◆ Условия задания ◆
Напишите продолжение текста о воспоминаниях фронтовиков.

◆ Текст ◆
:::

В дискуссии на военно-историческом форуме «ВИФ-2NE» не кто иной, как сам В. Карпов – герой Советского Союза, в прошлом ЗЕК, штрафник-разведчик, автор известных биографических романов о полководцах, заявил, что не было и не могло быть случаев расстрела заградотрядами отступающих красноармейцев. «Да мы бы сами их постреляли», заявил он. Мне пришлось возразить, несмотря на высокий авторитет писателя, сославшись на свою встречу с этими вояками по пути в медсанэскадрон. В результате получил немало оскорбительных замечаний.
Можно найти немало свидетельств о том, как мужественно воевали войска НКВД на фронтах. Но об их деятельности в качестве заградотрядов встречать не приходилось.
В комментариях к моим высказываниям и в гостевой книге моего сайта (http://ldb1.narod.ru) часто встречаются слова о том, что ветераны – родственники авторов комментариев категорически отказываются вспоминать о своем участии в войне и, тем более, писать об этом. Я думаю, книга Н.Н. Никулина объясняет это достаточно убедительно.
На сайте Артема Драбкина «Я помню» (www.iremember.ru) огромная коллекция мемуаров участников войны. Но крайне редко встречаются искренние рассказы о том, что переживал солдат-окопник на переднем крае на грани жизни и неизбежной, как ему казалось, смерти.
В 60-х годах прошлого века, когда писал свою книгу Н.Н. Никулин, в памяти солдат, чудом оставшихся в числе живых после пребывания на переднем крае фронта, пережитое еще было столь же свежим, как открытая рана. Естественно, вспоминать об этом было больно. И я, к кому судьба была более милостива, смог принудить себя взяться за перо лишь в 1999 году.
Н.Н. Никулин:
«Мемуары, мемуары... Кто их пишет? Какие мемуары могут быть у тех, кто воевал на самом деле? У летчиков, танкистов и прежде всего у пехотинцев?
Ранение — смерть, ранение — смерть, ранение — смерть и все! Иного не было. Мемуары пишут те, кто был около войны. Во втором эшелоне, в штабе. Либо продажные писаки, выражавшие официальную точку зрения, согласно которой мы бодро побеждали, а злые фашисты тысячами падали, сраженные нашим метким огнем. Симонов, «честный писатель», что он видел? Его покатали на подводной лодке, разок он сходил в атаку с пехотой, разок — с разведчиками, поглядел на артподготовку — и вот уже он «все увидел» и «все испытал»! (Другие, правда, и этого не видели.)

:::

◆ Исходные данные ◆
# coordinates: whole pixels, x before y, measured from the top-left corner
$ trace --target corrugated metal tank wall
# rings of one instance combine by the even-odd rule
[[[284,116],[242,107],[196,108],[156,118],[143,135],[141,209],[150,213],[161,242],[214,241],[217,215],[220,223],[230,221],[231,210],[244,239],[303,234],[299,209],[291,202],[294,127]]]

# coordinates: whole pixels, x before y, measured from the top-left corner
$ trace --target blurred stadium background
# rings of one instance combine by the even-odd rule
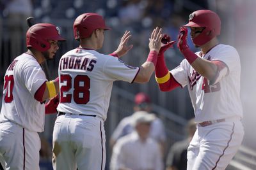
[[[27,13],[25,11],[24,15],[33,16],[36,22],[50,22],[57,25],[61,29],[61,35],[67,39],[67,42],[60,45],[60,48],[54,60],[48,62],[52,78],[58,75],[57,67],[61,55],[78,45],[74,39],[72,25],[74,19],[83,13],[96,12],[102,15],[107,25],[113,28],[106,32],[104,46],[100,50],[102,53],[111,53],[117,48],[124,31],[131,31],[132,37],[130,43],[134,45],[134,47],[122,59],[131,66],[139,66],[147,56],[148,39],[154,27],[163,27],[165,33],[176,39],[180,26],[187,22],[192,11],[210,9],[217,12],[222,20],[220,41],[237,49],[242,66],[241,97],[244,109],[245,136],[242,146],[227,169],[256,169],[256,133],[254,131],[256,129],[256,89],[254,88],[256,75],[253,74],[256,72],[256,34],[254,32],[256,1],[0,0],[0,96],[3,94],[3,76],[7,67],[13,58],[26,50],[25,33],[28,27],[24,26],[26,17],[17,18],[17,16],[20,17],[21,14],[15,13],[8,8],[12,1],[20,3],[17,8],[26,5]],[[26,4],[26,3],[29,4]],[[12,12],[13,16],[18,14],[14,17],[17,20],[9,17]],[[15,24],[10,24],[12,21]],[[15,34],[13,30],[17,29],[19,30],[19,33]],[[190,46],[192,47],[192,45]],[[175,46],[174,49],[166,52],[166,59],[169,69],[172,69],[180,63],[183,57]],[[146,84],[115,82],[105,124],[107,136],[106,169],[108,169],[111,155],[110,149],[108,147],[109,136],[119,121],[124,117],[132,113],[134,96],[139,92],[144,92],[150,96],[155,113],[164,123],[168,148],[186,136],[185,131],[180,129],[184,129],[187,120],[193,117],[186,88],[161,92],[154,76]],[[1,100],[0,106],[1,102]],[[46,116],[45,132],[40,134],[49,141],[50,148],[55,118],[55,115]],[[43,164],[42,169],[51,168]]]

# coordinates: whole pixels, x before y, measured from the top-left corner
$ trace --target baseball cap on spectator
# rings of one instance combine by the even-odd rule
[[[156,119],[156,115],[145,111],[139,111],[132,115],[133,125],[135,126],[140,123],[151,123]]]
[[[140,104],[143,103],[150,103],[150,99],[146,94],[140,92],[135,96],[134,103],[136,104]]]

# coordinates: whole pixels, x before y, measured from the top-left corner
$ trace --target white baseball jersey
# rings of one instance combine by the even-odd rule
[[[117,57],[77,48],[63,55],[59,64],[59,111],[97,115],[106,120],[113,82],[132,83],[139,67]]]
[[[36,60],[26,53],[18,56],[4,79],[0,122],[11,121],[31,131],[44,131],[45,106],[34,96],[47,79]]]
[[[200,57],[200,52],[196,54]],[[182,86],[188,85],[195,111],[195,122],[202,122],[243,117],[240,101],[240,59],[236,50],[229,45],[219,44],[202,57],[219,60],[226,65],[213,83],[198,74],[184,59],[170,72]]]

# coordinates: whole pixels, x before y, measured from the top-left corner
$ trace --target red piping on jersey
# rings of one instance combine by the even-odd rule
[[[101,138],[101,166],[100,166],[100,169],[101,170],[103,170],[103,139],[102,139],[102,132],[101,131],[101,122],[100,121],[100,138]]]
[[[23,129],[23,170],[25,170],[26,149],[25,149],[25,129]]]
[[[229,143],[231,141],[231,139],[232,139],[232,136],[233,136],[233,134],[234,134],[234,127],[235,127],[235,123],[233,123],[232,132],[232,133],[231,133],[231,134],[230,134],[230,138],[229,139],[229,140],[228,140],[228,143],[227,143],[227,146],[224,148],[223,152],[222,152],[222,154],[219,157],[219,159],[218,159],[217,162],[216,162],[216,164],[215,164],[215,166],[212,169],[212,170],[214,169],[217,167],[217,164],[219,162],[219,161],[220,161],[220,158],[221,158],[223,155],[224,155],[224,152],[225,152],[225,150],[227,150],[227,148],[228,147],[228,146],[229,146]]]
[[[138,70],[138,71],[137,71],[137,73],[136,74],[136,75],[135,75],[134,78],[133,78],[133,80],[132,80],[132,82],[131,82],[131,83],[133,83],[133,81],[134,81],[134,80],[135,80],[135,78],[136,78],[136,76],[137,76],[138,74],[139,73],[139,72],[140,72],[140,67],[139,67],[139,69]]]

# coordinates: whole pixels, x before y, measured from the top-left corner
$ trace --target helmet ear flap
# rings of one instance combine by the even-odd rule
[[[50,43],[42,38],[29,36],[27,39],[28,47],[33,47],[40,52],[46,51],[51,48]]]

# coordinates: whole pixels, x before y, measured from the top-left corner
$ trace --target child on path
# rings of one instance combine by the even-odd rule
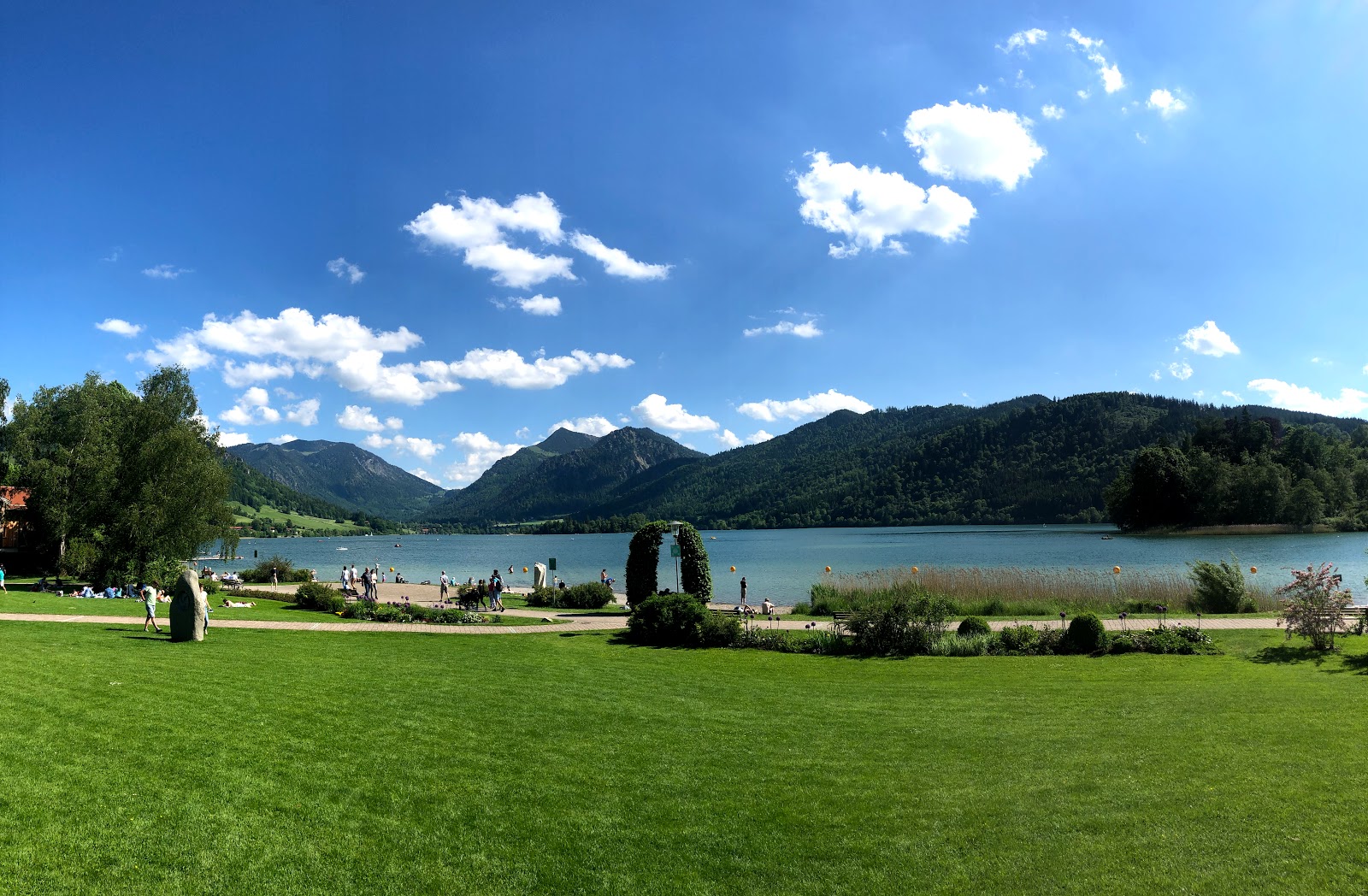
[[[142,603],[148,607],[148,618],[142,620],[142,631],[148,631],[148,622],[150,622],[152,628],[155,628],[157,635],[160,635],[161,627],[157,625],[157,590],[152,585],[144,585]]]

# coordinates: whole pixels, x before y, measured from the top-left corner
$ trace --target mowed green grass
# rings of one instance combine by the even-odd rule
[[[859,661],[3,622],[0,892],[1363,892],[1364,640]]]

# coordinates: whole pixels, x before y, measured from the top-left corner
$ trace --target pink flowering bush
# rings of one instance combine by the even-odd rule
[[[1335,632],[1345,628],[1345,610],[1353,603],[1349,588],[1339,587],[1343,580],[1331,564],[1291,570],[1291,581],[1276,591],[1282,606],[1278,618],[1289,639],[1301,635],[1316,650],[1335,647]]]

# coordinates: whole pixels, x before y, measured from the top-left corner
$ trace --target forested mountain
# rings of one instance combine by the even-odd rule
[[[547,443],[570,450],[549,451]],[[576,445],[583,447],[576,449]],[[624,427],[601,439],[557,430],[546,442],[501,460],[469,487],[447,492],[423,518],[432,523],[517,523],[583,513],[636,476],[650,476],[657,468],[703,457],[700,451],[644,428]]]
[[[620,430],[592,450],[547,458],[531,472],[503,476],[497,490],[473,491],[479,501],[453,492],[443,514],[430,518],[513,523],[637,513],[711,528],[1101,521],[1103,491],[1129,469],[1135,451],[1178,443],[1204,419],[1242,416],[1345,435],[1363,423],[1130,393],[1057,401],[1029,395],[985,408],[837,412],[714,457],[681,454],[636,472],[617,466],[599,475],[594,451],[625,439],[622,434],[650,432]],[[521,462],[531,466],[532,460]]]
[[[413,517],[445,491],[350,442],[235,445],[228,454],[295,491],[391,520]]]
[[[274,508],[286,514],[320,517],[323,520],[349,520],[357,525],[369,527],[376,532],[395,532],[398,525],[365,510],[352,510],[331,503],[323,498],[305,495],[260,473],[231,454],[224,458],[228,468],[228,501],[242,506],[244,513],[254,516],[263,508]]]
[[[1208,419],[1141,449],[1107,488],[1122,528],[1282,523],[1368,529],[1368,425]]]

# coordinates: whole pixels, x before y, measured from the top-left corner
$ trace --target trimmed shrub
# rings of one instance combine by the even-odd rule
[[[684,647],[698,643],[707,610],[689,594],[658,594],[632,605],[628,637],[651,647]]]
[[[966,617],[963,621],[960,621],[959,628],[955,629],[955,633],[959,635],[960,637],[992,635],[992,632],[993,629],[988,625],[988,622],[978,618],[977,616]]]
[[[1239,559],[1231,555],[1231,562],[1212,564],[1196,559],[1187,565],[1187,577],[1193,583],[1193,596],[1187,607],[1197,613],[1244,613],[1245,606],[1253,606],[1249,590],[1245,587],[1245,573]]]
[[[1070,621],[1060,647],[1068,654],[1096,654],[1107,648],[1107,627],[1096,613],[1079,613]]]
[[[705,613],[698,627],[699,647],[735,647],[741,640],[741,620],[735,614]]]
[[[346,609],[346,598],[321,581],[306,581],[294,590],[294,606],[323,613],[341,613]]]

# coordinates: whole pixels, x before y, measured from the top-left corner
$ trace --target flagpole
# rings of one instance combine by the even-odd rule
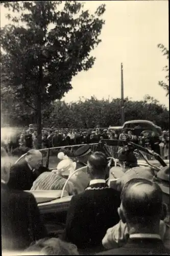
[[[123,67],[121,63],[121,125],[125,122]]]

:::

◆ Ответ ◆
Писал с апломбом, и все это — прикрашенное вранье. А шолоховское «Они сражались за Родину» — просто агитка! О мелких шавках и говорить не приходится.»
В рассказах настоящих фронтовиков-окопников нередко звучит ярко выраженная неприязнь, граничащая с враждебностью, к обитателям различных штабов и тыловых служб. Это читается и у Никулина и у Шумилина, презрительно называвшего их «полковые».
Никулин:
«Поразительная разница существует между передовой, где льется кровь, где страдание, где смерть, где не поднять головы под пулями и осколками, где голод и страх, непосильная работа, жара летом, мороз зимой, где и жить-то невозможно, — и тылами. Здесь, в тылу, другой мир. Здесь находится начальство, здесь штабы, стоят тяжелые орудия, расположены склады, медсанбаты. Изредка сюда долетают снаряды или сбросит бомбу самолет. Убитые и раненые тут редкость. Не война, а курорт! Те, кто на передовой — не жильцы. Они обречены. Спасение им — лишь ранение. Те, кто в тылу, останутся живы, если их не переведут вперед, когда иссякнут ряды наступающих. Они останутся живы, вернутся домой и со временем составят основу организаций ветеранов. Отрастят животы, обзаведутся лысинами, украсят грудь памятными медалями, орденами и будут рассказывать, как геройски они воевали, как разгромили Гитлера. И сами в это уверуют!
Они-то и похоронят светлую память о тех, кто погиб и кто действительно воевал! Они представят войну, о которой сами мало что знают, в романтическом ореоле. Как все было хорошо, как прекрасно! Какие мы герои! И то, что война — ужас, смерть, голод, подлость, подлость и подлость, отойдет на второй план. Настоящие же фронтовики, которых осталось полтора человека, да и те чокнутые, порченые, будут молчать в тряпочку. А начальство, которое тоже в значительной мере останется в живых, погрязнет в склоках: кто воевал хорошо, кто плохо, а вот если бы меня послушали!»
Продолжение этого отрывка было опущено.